## [Exercise directions]
Below are records to retype exactly, except for the pictures.

## [Extracted records]
'''

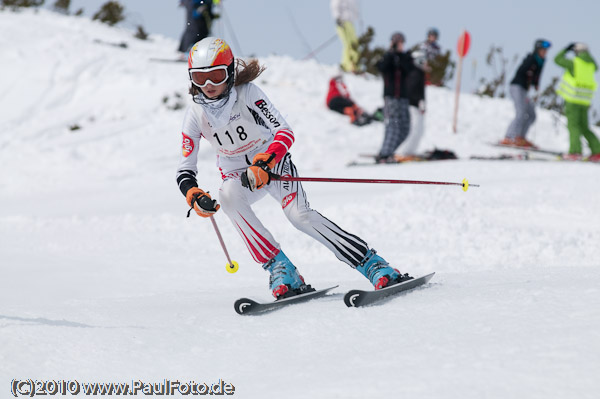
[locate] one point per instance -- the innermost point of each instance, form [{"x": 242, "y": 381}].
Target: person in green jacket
[{"x": 577, "y": 88}]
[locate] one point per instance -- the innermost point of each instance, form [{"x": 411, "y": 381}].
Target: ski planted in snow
[
  {"x": 357, "y": 298},
  {"x": 247, "y": 306}
]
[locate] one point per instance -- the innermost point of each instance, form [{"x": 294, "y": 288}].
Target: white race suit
[{"x": 255, "y": 126}]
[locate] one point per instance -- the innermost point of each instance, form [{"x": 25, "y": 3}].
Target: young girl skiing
[{"x": 252, "y": 139}]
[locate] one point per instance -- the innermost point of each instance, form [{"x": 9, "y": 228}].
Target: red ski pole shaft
[
  {"x": 212, "y": 219},
  {"x": 465, "y": 184}
]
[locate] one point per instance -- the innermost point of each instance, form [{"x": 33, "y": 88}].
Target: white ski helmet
[{"x": 211, "y": 60}]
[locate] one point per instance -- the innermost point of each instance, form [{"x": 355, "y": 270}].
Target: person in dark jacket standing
[
  {"x": 415, "y": 89},
  {"x": 395, "y": 66},
  {"x": 527, "y": 75},
  {"x": 198, "y": 17}
]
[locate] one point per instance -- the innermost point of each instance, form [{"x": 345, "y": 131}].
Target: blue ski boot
[
  {"x": 379, "y": 272},
  {"x": 285, "y": 280}
]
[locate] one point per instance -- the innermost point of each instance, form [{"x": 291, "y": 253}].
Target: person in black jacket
[
  {"x": 527, "y": 75},
  {"x": 395, "y": 66}
]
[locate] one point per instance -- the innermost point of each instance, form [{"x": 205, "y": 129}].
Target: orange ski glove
[
  {"x": 257, "y": 175},
  {"x": 201, "y": 202}
]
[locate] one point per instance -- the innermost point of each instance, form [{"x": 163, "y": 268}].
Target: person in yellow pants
[
  {"x": 577, "y": 88},
  {"x": 345, "y": 13}
]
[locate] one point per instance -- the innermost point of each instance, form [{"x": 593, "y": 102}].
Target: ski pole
[
  {"x": 465, "y": 183},
  {"x": 321, "y": 47},
  {"x": 205, "y": 202},
  {"x": 232, "y": 266}
]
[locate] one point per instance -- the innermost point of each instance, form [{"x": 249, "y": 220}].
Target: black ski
[
  {"x": 356, "y": 298},
  {"x": 247, "y": 306}
]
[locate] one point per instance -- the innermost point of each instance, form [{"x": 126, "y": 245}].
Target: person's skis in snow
[
  {"x": 527, "y": 75},
  {"x": 345, "y": 13},
  {"x": 339, "y": 100},
  {"x": 251, "y": 139},
  {"x": 415, "y": 86}
]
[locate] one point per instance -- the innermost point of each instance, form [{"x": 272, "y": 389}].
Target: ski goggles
[
  {"x": 543, "y": 44},
  {"x": 214, "y": 75}
]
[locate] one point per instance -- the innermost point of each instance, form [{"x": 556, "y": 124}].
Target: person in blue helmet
[
  {"x": 198, "y": 18},
  {"x": 527, "y": 76}
]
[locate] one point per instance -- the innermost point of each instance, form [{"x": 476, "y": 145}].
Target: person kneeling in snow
[
  {"x": 339, "y": 100},
  {"x": 252, "y": 140}
]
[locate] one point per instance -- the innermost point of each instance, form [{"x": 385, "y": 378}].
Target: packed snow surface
[{"x": 104, "y": 279}]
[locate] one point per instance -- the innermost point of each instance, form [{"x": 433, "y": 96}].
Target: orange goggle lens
[{"x": 202, "y": 77}]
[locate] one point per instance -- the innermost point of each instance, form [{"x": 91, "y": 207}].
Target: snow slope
[{"x": 103, "y": 279}]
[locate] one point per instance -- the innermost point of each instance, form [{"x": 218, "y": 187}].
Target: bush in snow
[{"x": 110, "y": 13}]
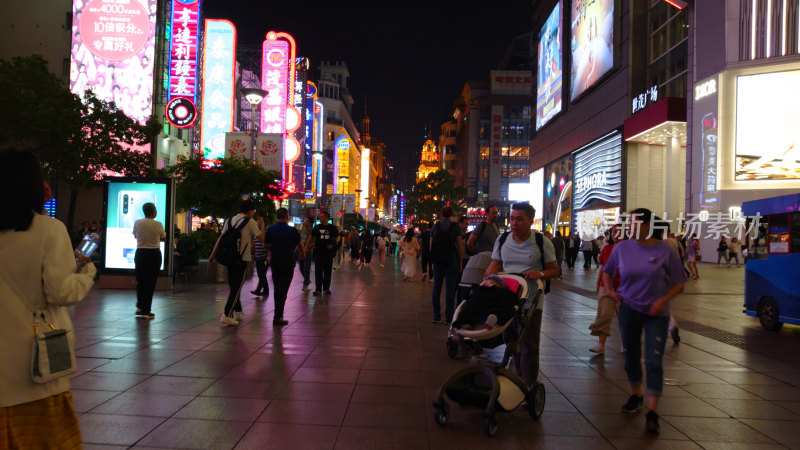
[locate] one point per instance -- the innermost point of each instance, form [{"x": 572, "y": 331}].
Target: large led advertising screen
[
  {"x": 767, "y": 131},
  {"x": 112, "y": 52},
  {"x": 549, "y": 78},
  {"x": 592, "y": 43},
  {"x": 124, "y": 201}
]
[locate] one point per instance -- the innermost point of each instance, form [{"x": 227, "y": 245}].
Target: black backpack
[
  {"x": 228, "y": 249},
  {"x": 443, "y": 249},
  {"x": 539, "y": 242}
]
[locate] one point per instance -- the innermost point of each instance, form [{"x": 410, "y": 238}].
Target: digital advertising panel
[
  {"x": 181, "y": 108},
  {"x": 218, "y": 86},
  {"x": 592, "y": 25},
  {"x": 112, "y": 52},
  {"x": 549, "y": 78},
  {"x": 124, "y": 198},
  {"x": 767, "y": 131}
]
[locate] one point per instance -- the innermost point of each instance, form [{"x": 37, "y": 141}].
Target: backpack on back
[
  {"x": 539, "y": 242},
  {"x": 443, "y": 249},
  {"x": 228, "y": 252}
]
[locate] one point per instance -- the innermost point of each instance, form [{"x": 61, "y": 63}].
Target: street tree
[
  {"x": 217, "y": 191},
  {"x": 431, "y": 194}
]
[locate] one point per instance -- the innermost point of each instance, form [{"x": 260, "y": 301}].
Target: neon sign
[
  {"x": 183, "y": 58},
  {"x": 218, "y": 84}
]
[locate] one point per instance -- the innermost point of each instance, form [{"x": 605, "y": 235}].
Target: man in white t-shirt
[
  {"x": 149, "y": 235},
  {"x": 236, "y": 272},
  {"x": 518, "y": 252}
]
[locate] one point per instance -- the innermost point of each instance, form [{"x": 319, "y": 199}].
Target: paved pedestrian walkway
[{"x": 359, "y": 368}]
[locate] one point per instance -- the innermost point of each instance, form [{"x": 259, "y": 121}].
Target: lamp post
[{"x": 254, "y": 96}]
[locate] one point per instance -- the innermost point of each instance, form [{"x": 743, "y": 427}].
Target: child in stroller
[{"x": 492, "y": 386}]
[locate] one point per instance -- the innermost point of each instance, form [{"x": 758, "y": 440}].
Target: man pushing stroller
[{"x": 526, "y": 252}]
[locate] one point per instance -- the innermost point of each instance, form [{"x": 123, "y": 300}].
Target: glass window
[{"x": 779, "y": 233}]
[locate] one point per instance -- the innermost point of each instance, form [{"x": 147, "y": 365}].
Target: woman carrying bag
[{"x": 38, "y": 280}]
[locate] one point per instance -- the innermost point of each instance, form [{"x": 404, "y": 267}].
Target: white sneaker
[{"x": 228, "y": 320}]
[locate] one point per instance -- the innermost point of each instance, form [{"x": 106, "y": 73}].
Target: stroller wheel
[
  {"x": 441, "y": 413},
  {"x": 452, "y": 349},
  {"x": 490, "y": 425},
  {"x": 536, "y": 399}
]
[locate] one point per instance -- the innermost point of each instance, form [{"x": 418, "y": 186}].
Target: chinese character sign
[
  {"x": 183, "y": 49},
  {"x": 112, "y": 53},
  {"x": 218, "y": 85},
  {"x": 268, "y": 151},
  {"x": 275, "y": 80}
]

'''

## [Written response]
[locate] one point per instance -- the innermost point of each instance, form [{"x": 242, "y": 381}].
Target: person in green jacket
[{"x": 577, "y": 88}]
[locate] one point per instance -- the innermost point of each instance, form [{"x": 411, "y": 381}].
Target: ski planted in snow
[
  {"x": 357, "y": 298},
  {"x": 247, "y": 306}
]
[locate] one point per instance -- the innermost point of each instance, form [{"x": 294, "y": 288}].
Target: white race suit
[{"x": 255, "y": 126}]
[locate] one point per instance -- the innermost point of each instance, form [{"x": 25, "y": 3}].
Target: young girl skiing
[{"x": 252, "y": 139}]
[locate] one point per instance -- the innermost point of each instance, form [{"x": 9, "y": 228}].
Target: red ski pole shaft
[
  {"x": 212, "y": 219},
  {"x": 465, "y": 184}
]
[locate] one point per instance -- the innermost point of each instance, form [{"x": 33, "y": 88}].
Target: white ski helmet
[{"x": 211, "y": 60}]
[locate] one point per instance -- the innermost point of each instance, form [{"x": 355, "y": 270}].
Target: person in dark jacket standing
[
  {"x": 415, "y": 89},
  {"x": 395, "y": 66},
  {"x": 527, "y": 75},
  {"x": 198, "y": 17}
]
[locate] one point per instance -- the innermost point of each instance, form [{"x": 345, "y": 131}].
Target: blue ski boot
[
  {"x": 379, "y": 272},
  {"x": 285, "y": 280}
]
[locate] one point per instance -- the innermost point of each instance, form [{"x": 291, "y": 253}].
Target: person in black jacket
[
  {"x": 527, "y": 75},
  {"x": 395, "y": 66}
]
[locate] one point per instance -- the innermost point of each instance, form [{"x": 205, "y": 129}].
Target: orange ski glove
[
  {"x": 257, "y": 175},
  {"x": 201, "y": 202}
]
[locate] one point per instance -- the innermost point of each instance, form [{"x": 163, "y": 268}].
Target: person in yellow pants
[
  {"x": 577, "y": 88},
  {"x": 345, "y": 13}
]
[locate] one point per instance -- the innermost point of each instance, form [{"x": 593, "y": 102}].
Target: ski pole
[
  {"x": 465, "y": 183},
  {"x": 321, "y": 47},
  {"x": 205, "y": 202},
  {"x": 232, "y": 266}
]
[locate] one point per instance -- the innermost point of each instance, form [{"x": 249, "y": 220}].
Target: black ski
[
  {"x": 356, "y": 298},
  {"x": 247, "y": 306}
]
[locate] one point per instance -- the innermost point of each instance, form [{"x": 126, "y": 245}].
Target: person's skis in snow
[
  {"x": 527, "y": 75},
  {"x": 345, "y": 13},
  {"x": 339, "y": 100},
  {"x": 251, "y": 139},
  {"x": 415, "y": 86}
]
[locate] one point per instance -- the innermost point of each instance, form [{"x": 272, "y": 389}].
Target: ski goggles
[
  {"x": 543, "y": 44},
  {"x": 214, "y": 75}
]
[locate] one point per instance -- the innermost point of each instance, form [{"x": 556, "y": 124}].
Target: person in blue helmet
[
  {"x": 198, "y": 18},
  {"x": 527, "y": 76}
]
[locate] one point per instance -- the innermost point of each instance, form [{"x": 476, "y": 145}].
Target: person kneeling in snow
[
  {"x": 339, "y": 100},
  {"x": 252, "y": 140}
]
[locate] one point per instance -- the innermost point of each instance, form [{"x": 385, "y": 378}].
Target: packed snow surface
[{"x": 104, "y": 279}]
[locate] one point per instance -- the innermost point of each instance, form [{"x": 433, "y": 96}].
Target: orange goggle lens
[{"x": 202, "y": 77}]
[locate] one point per instance -- the innermost point of each instance, form [{"x": 91, "y": 207}].
Target: snow slope
[{"x": 103, "y": 279}]
[locate] one point per instance -- the innermost point of each instance, form [{"x": 218, "y": 187}].
Target: bush in snow
[{"x": 110, "y": 13}]
[locate] one point per instance -- the innermost point of each instance, form [{"x": 572, "y": 331}].
Target: large led advertising screen
[
  {"x": 767, "y": 131},
  {"x": 112, "y": 52},
  {"x": 549, "y": 78},
  {"x": 592, "y": 43},
  {"x": 124, "y": 201}
]
[locate] one point per instance -- the innermost point of each instance, form [{"x": 227, "y": 245}].
Target: black backpack
[
  {"x": 228, "y": 249},
  {"x": 443, "y": 249},
  {"x": 539, "y": 242}
]
[locate] one point per instance -- the innermost point of each instance, form [{"x": 410, "y": 238}].
Target: digital advertising panel
[
  {"x": 181, "y": 108},
  {"x": 218, "y": 86},
  {"x": 592, "y": 25},
  {"x": 112, "y": 52},
  {"x": 549, "y": 78},
  {"x": 124, "y": 198},
  {"x": 767, "y": 131}
]
[locate] one point per instance -- the innermost point of each instance, form [{"x": 37, "y": 141}].
Target: backpack on back
[
  {"x": 539, "y": 242},
  {"x": 443, "y": 249},
  {"x": 228, "y": 252}
]
[locate] one point per instance -- the innermost point of each instance, form [{"x": 61, "y": 63}].
Target: street tree
[
  {"x": 217, "y": 191},
  {"x": 431, "y": 194}
]
[locate] one point per instance -- the innermost point of each instance, form [{"x": 260, "y": 301}].
Target: neon sign
[
  {"x": 183, "y": 58},
  {"x": 218, "y": 84}
]
[locate] one point per instance -- the innermost point of each instance, form [{"x": 605, "y": 235}].
Target: man in white t-shirt
[
  {"x": 149, "y": 235},
  {"x": 236, "y": 272},
  {"x": 518, "y": 252}
]
[locate] one point per instance -- the innermost point of each instance, form [{"x": 319, "y": 199}].
Target: paved pedestrian walkway
[{"x": 359, "y": 368}]
[locate] one point per instance -- the innermost point of each instance, form [{"x": 259, "y": 121}].
Target: lamp post
[{"x": 254, "y": 96}]
[locate] one point per instance -- the innermost point of each instance, form [{"x": 743, "y": 427}].
Target: child in stroller
[{"x": 492, "y": 386}]
[locate] one point per instance -- the innermost point of each instance, form [{"x": 758, "y": 440}].
Target: man pushing stroller
[{"x": 526, "y": 252}]
[locate] one point per instance -- the innermost point of each instance, form [{"x": 123, "y": 300}].
Target: glass window
[{"x": 779, "y": 233}]
[locate] one point per instance -- the innermost point of each instance, form [{"x": 147, "y": 365}].
Target: woman carrying bag
[{"x": 38, "y": 280}]
[locate] one point per instance -- the innermost point of each instance, form [{"x": 404, "y": 267}].
Target: white sneaker
[{"x": 228, "y": 320}]
[locate] one point per instance -- the innermost point of each instance, form [{"x": 106, "y": 73}].
Target: stroller wheel
[
  {"x": 441, "y": 413},
  {"x": 452, "y": 349},
  {"x": 490, "y": 425},
  {"x": 536, "y": 399}
]
[locate] one point per instance -- the innermost point of each instance, form [{"x": 418, "y": 186}].
Target: chinese character sign
[
  {"x": 183, "y": 49},
  {"x": 112, "y": 53},
  {"x": 218, "y": 85},
  {"x": 268, "y": 151},
  {"x": 275, "y": 80}
]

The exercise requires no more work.